→ **Extracted records**
__________________________________________________

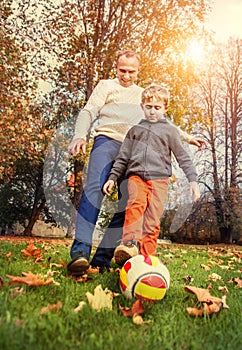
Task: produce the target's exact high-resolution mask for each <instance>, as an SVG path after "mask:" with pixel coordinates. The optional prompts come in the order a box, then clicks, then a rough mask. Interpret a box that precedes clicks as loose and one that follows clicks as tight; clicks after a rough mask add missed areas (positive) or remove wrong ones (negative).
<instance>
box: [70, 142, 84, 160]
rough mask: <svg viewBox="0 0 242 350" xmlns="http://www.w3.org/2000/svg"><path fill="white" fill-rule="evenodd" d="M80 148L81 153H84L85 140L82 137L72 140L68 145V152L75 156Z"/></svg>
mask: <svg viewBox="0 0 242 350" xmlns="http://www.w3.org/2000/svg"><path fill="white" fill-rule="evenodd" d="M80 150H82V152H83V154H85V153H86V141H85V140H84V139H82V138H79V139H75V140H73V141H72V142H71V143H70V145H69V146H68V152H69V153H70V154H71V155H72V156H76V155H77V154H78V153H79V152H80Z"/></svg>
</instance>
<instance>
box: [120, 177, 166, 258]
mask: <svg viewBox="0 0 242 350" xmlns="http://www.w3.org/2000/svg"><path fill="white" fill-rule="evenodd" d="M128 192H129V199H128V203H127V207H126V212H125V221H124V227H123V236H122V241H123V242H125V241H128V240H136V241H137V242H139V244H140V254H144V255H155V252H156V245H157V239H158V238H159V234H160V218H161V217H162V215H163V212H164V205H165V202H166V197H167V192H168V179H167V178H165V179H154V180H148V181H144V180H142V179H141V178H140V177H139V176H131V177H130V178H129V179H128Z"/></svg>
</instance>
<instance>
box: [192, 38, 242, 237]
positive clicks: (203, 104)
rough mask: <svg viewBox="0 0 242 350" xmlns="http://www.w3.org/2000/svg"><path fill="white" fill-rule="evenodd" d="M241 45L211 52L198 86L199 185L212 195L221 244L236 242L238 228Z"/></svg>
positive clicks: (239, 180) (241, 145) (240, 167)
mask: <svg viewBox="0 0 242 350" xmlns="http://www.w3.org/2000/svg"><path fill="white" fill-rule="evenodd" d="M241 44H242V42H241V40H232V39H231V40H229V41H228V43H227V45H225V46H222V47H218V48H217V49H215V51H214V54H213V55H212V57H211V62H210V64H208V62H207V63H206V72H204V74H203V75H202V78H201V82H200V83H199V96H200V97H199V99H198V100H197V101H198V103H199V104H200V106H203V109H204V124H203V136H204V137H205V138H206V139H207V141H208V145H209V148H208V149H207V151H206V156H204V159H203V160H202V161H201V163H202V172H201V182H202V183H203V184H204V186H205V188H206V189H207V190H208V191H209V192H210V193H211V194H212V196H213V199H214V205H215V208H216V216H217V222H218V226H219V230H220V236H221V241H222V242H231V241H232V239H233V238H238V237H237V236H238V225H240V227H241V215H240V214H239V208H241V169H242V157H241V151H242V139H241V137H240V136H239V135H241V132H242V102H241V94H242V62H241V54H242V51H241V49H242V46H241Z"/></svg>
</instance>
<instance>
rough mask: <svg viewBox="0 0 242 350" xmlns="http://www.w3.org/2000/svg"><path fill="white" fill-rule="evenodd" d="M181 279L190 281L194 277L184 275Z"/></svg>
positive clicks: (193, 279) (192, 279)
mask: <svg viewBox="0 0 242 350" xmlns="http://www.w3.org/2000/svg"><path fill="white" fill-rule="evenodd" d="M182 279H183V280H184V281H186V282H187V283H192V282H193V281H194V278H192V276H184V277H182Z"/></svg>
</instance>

__________________________________________________

→ **About this task**
The reply should hold every line of the material above, unchanged, and no pictures.

→ **Result of the task**
Task: produce the target's exact high-resolution mask for each <instance>, as an SVG path after "mask:" with pixel coordinates. The optional prompts come in the order a box, then clicks, then a rough mask. Interpret a box that precedes clicks as loose and one that follows clicks as tight; clicks after a rough mask add missed areas (positive) or remove wrong ones (negative).
<instance>
box: [70, 142, 84, 160]
rough mask: <svg viewBox="0 0 242 350" xmlns="http://www.w3.org/2000/svg"><path fill="white" fill-rule="evenodd" d="M80 148L81 153H84L85 140L82 137L72 140L68 145V152L75 156Z"/></svg>
mask: <svg viewBox="0 0 242 350" xmlns="http://www.w3.org/2000/svg"><path fill="white" fill-rule="evenodd" d="M80 150H82V152H83V154H85V153H86V141H85V140H84V139H82V138H79V139H75V140H73V141H72V142H71V143H70V145H69V146H68V152H69V153H70V154H71V155H72V156H76V155H77V154H78V153H79V152H80Z"/></svg>
</instance>
<instance>
box: [120, 177, 166, 258]
mask: <svg viewBox="0 0 242 350" xmlns="http://www.w3.org/2000/svg"><path fill="white" fill-rule="evenodd" d="M128 192H129V199H128V203H127V207H126V212H125V221H124V227H123V236H122V241H123V242H125V241H128V240H136V241H137V242H139V244H140V254H144V255H155V252H156V245H157V239H158V238H159V234H160V218H161V217H162V215H163V212H164V205H165V202H166V197H167V192H168V179H167V178H165V179H154V180H148V181H144V180H142V179H141V178H140V177H139V176H131V177H130V178H129V179H128Z"/></svg>
</instance>
<instance>
box: [192, 38, 242, 237]
positive clicks: (203, 104)
rough mask: <svg viewBox="0 0 242 350" xmlns="http://www.w3.org/2000/svg"><path fill="white" fill-rule="evenodd" d="M241 45L211 52L198 86L199 185L212 195L221 244L236 242L238 228Z"/></svg>
positive clicks: (239, 180) (241, 145) (240, 167)
mask: <svg viewBox="0 0 242 350" xmlns="http://www.w3.org/2000/svg"><path fill="white" fill-rule="evenodd" d="M241 44H242V42H241V40H232V39H231V40H229V41H228V43H227V45H225V46H222V47H218V48H217V49H215V51H214V54H213V55H212V57H211V62H210V64H208V62H207V63H206V72H204V74H203V75H202V78H201V82H200V83H199V96H200V97H199V99H198V100H197V101H198V103H199V104H200V106H203V109H204V124H203V136H204V137H205V138H206V139H207V141H208V145H209V148H208V149H207V151H206V156H204V159H203V160H202V161H201V163H202V172H201V182H202V183H203V184H204V186H205V188H206V189H207V190H208V191H209V192H210V193H211V194H212V196H213V199H214V205H215V208H216V216H217V222H218V226H219V230H220V236H221V241H222V242H231V241H232V239H233V238H238V237H237V236H238V225H240V227H241V215H240V214H239V208H241V169H242V157H241V151H242V139H241V137H240V136H239V135H241V132H242V102H241V94H242V62H241V54H242V51H241V49H242V46H241Z"/></svg>
</instance>
<instance>
rough mask: <svg viewBox="0 0 242 350" xmlns="http://www.w3.org/2000/svg"><path fill="white" fill-rule="evenodd" d="M181 279L190 281L194 277L184 275Z"/></svg>
positive clicks: (193, 279) (192, 279)
mask: <svg viewBox="0 0 242 350" xmlns="http://www.w3.org/2000/svg"><path fill="white" fill-rule="evenodd" d="M182 279H183V280H184V281H186V282H187V283H192V282H193V281H194V278H192V276H184V277H182Z"/></svg>
</instance>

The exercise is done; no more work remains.